■ COMPITI RICHIESTI
A. Nel brano sull'indice Aibe, quale posizione occupa l'Italia nella graduatoria del Super Index Aibe?
B. Trascrivi dal brano sull'indice Aibe tutto ciò che va da "Performance positive nell’export, logistica, capitale" giù fino a "e Regno Unito.".
C. Scrivi il seguito del brano sull'indice Aibe, partendo dopo l'ultima frase riportata.

■ BRANO PROPOSTO

◆ ◆ ◆ ◆

Performance positive nell’export, logistica, capitale umano e sostenibilità ambientale. Ancora criticità nelle procedure per fare impresa e negli adempimenti fiscali. Per gli esperti internazionali la crescita italiana è frenata dai ritardi di attuazione del Pnrr
Milano – Italia nella top ten degli investitori esteri. Per il secondo anno consecutivo l’Italia è nella top ten, con il nono posto, nella graduatoria del Super Index Aibe, che misura l’attrattività dei Paesi del G20 per gli investitori internazionali. Rispetto allo scorso anno migliora il punteggio complessivo (55,2 punti su 100 rispetto ai 38,8 dell’anno precedente), superiore al punteggio medio (51,2), ma al di sotto dei Paesi con le migliori performance: Germania, Corea del Sud, Canada e Regno Unito.

◆ ◆ ◆ ◆

Dati di ancoraggio di espressioni referenziali
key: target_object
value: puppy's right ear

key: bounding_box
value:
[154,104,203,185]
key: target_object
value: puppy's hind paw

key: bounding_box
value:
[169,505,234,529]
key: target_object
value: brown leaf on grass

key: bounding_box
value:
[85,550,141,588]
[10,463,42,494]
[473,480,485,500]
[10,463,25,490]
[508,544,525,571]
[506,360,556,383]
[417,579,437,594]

◆ ◆ ◆ ◆

■ RISPOSTE PER NUMERO
A. Il nono posto.

B.
Performance positive nell’export, logistica, capitale umano e sostenibilità ambientale. Ancora criticità nelle procedure per fare impresa e negli adempimenti fiscali. Per gli esperti internazionali la crescita italiana è frenata dai ritardi di attuazione del Pnrr
Milano – Italia nella top ten degli investitori esteri. Per il secondo anno consecutivo l’Italia è nella top ten, con il nono posto, nella graduatoria del Super Index Aibe, che misura l’attrattività dei Paesi del G20 per gli investitori internazionali. Rispetto allo scorso anno migliora il punteggio complessivo (55,2 punti su 100 rispetto ai 38,8 dell’anno precedente), superiore al punteggio medio (51,2), ma al di sotto dei Paesi con le migliori performance: Germania, Corea del Sud, Canada e Regno Unito.

C.
Il livello di attrattività dell’Italia può contare sulle performance positive nell’export, il5° posto tra i Paesi del G20, nel capitale umano disponibile, 8° posto, nella logistica, 7° posto e nella sostenibilità ambientale, 5° post,. Al contrario, il Super Index segnala ancora criticità per quanto riguarda l’adeguatezza delle procedure per «fare impresa» e negli adempimenti fiscali. Infine, non si registrano miglioramenti nella percezione della corruzione, nei processi di digitalizzazione, nello stato di diritto: in questi ambiti l’Italia si colloca al 9° posto. È quanto emerge dall’«Osservatorio sull’attrattività dell’Italia presso gli investitori esteri» realizzato dal Censis per Aibe ,Associazione Italiana delle Banche Estere, a partire dalle opinioni di un panel di esperti internazionali composti da istituzioni e società finanziarie, aziende multinazionali, strutture di consulenza professionale, stampa economica estera.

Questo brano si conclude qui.